EX-10 2 ex101.htm EXHIBIT 10.1 LETTER OF INTENT

Exhibit 10.1


LETTER OF INTENT


9/10/07


This Letter of Intent is intended to serve as an outline of the basic terms upon which Docucon, Inc., (“DCCN”) a Delaware corporation publicly trading on the Pink Sheets market will purchase, through a wholly owned subsidiary, 100% of the issued and outstanding shares of My EDGAR, Inc., (“MEI”) through a merger transaction (the "Merger"). The terms and conditions set forth herein are based on preliminary and limited information provided by the parties and is subject to change pending the completion of the due diligence process, the approval of the Board of Directors and shareholders of both companies and the execution of definitive agreements.


Structure of Acquisition


Reverse Merger: Tax-free reorganization under Internal Revenue Code ss.368 (a)(1)(A) by means of the merger of My EDGAR into a company wholly owned by DCCN ("Merger Sub"). The transaction between My EDGAR and DCCN shall sometimes be referred to hereafter as the "Merger."

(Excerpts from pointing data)
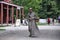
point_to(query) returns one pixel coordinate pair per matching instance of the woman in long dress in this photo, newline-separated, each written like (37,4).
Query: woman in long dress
(32,26)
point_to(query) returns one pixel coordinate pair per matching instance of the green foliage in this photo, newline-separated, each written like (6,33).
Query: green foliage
(43,8)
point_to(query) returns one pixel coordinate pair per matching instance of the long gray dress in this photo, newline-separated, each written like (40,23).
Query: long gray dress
(32,26)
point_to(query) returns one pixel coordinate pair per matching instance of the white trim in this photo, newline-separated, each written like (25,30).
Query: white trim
(10,4)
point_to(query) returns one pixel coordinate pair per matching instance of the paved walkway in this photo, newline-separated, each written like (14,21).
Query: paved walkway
(47,32)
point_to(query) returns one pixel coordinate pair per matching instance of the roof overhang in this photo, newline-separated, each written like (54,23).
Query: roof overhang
(18,7)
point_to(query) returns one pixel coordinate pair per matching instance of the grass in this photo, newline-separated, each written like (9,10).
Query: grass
(41,23)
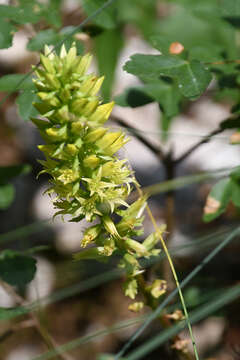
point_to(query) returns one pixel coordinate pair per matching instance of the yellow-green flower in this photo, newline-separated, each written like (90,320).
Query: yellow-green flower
(86,175)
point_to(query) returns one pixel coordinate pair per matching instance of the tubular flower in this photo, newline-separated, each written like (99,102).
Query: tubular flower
(87,177)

▶ Goal A
Reproduce the part of the letter of intent that opens with the words containing "EX-10 2 ex101.htm" and closes with "of definitive agreements.".
▶ Goal B
Shorten the paragraph of the letter of intent that begins "This Letter of Intent is intended to serve", keeping its main facts.
Work only from the letter of intent.

▶ Right answer A
EX-10 2 ex101.htm EXHIBIT 10.1 LETTER OF INTENT

Exhibit 10.1


LETTER OF INTENT


9/10/07


This Letter of Intent is intended to serve as an outline of the basic terms upon which Docucon, Inc., (“DCCN”) a Delaware corporation publicly trading on the Pink Sheets market will purchase, through a wholly owned subsidiary, 100% of the issued and outstanding shares of My EDGAR, Inc., (“MEI”) through a merger transaction (the "Merger"). The terms and conditions set forth herein are based on preliminary and limited information provided by the parties and is subject to change pending the completion of the due diligence process, the approval of the Board of Directors and shareholders of both companies and the execution of definitive agreements.

▶ Right answer B
The letter outlines the basic terms under which Docucon, Inc. ("DCCN"), a Delaware corporation traded on the Pink Sheets, will buy all issued and outstanding shares of My EDGAR, Inc. ("MEI") through a merger carried out by a wholly owned subsidiary. The terms rest on preliminary, limited information. They may change until due diligence is done, both companies' boards and shareholders approve, and definitive agreements are signed.